Supplied data:
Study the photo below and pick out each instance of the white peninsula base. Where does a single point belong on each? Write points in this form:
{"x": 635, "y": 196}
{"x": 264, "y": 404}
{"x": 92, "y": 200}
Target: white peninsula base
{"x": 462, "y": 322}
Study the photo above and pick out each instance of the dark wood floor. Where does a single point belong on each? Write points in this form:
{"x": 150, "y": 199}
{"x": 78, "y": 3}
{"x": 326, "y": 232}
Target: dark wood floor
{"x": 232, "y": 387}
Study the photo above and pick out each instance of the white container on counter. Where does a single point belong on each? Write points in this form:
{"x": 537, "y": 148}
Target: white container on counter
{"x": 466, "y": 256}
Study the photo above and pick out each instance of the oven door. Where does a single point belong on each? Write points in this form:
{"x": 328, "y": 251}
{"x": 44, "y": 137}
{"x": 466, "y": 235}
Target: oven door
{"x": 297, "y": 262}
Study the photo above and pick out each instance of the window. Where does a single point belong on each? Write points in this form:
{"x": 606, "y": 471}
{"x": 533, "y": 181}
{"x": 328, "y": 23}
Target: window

What this task involves: An exact copy of every line from the one containing "of the oven" through the last line of the entries is required; please add nothing.

Solution for this task:
Study the photo above and pick out each instance of the oven door. Where does a single point belong on each? Write points in this form:
{"x": 328, "y": 251}
{"x": 44, "y": 137}
{"x": 466, "y": 235}
Target: oven door
{"x": 297, "y": 262}
Study the photo above and pick out each instance of the window. Where does a single point belong on each? Write points in this form:
{"x": 606, "y": 471}
{"x": 533, "y": 181}
{"x": 328, "y": 23}
Target: window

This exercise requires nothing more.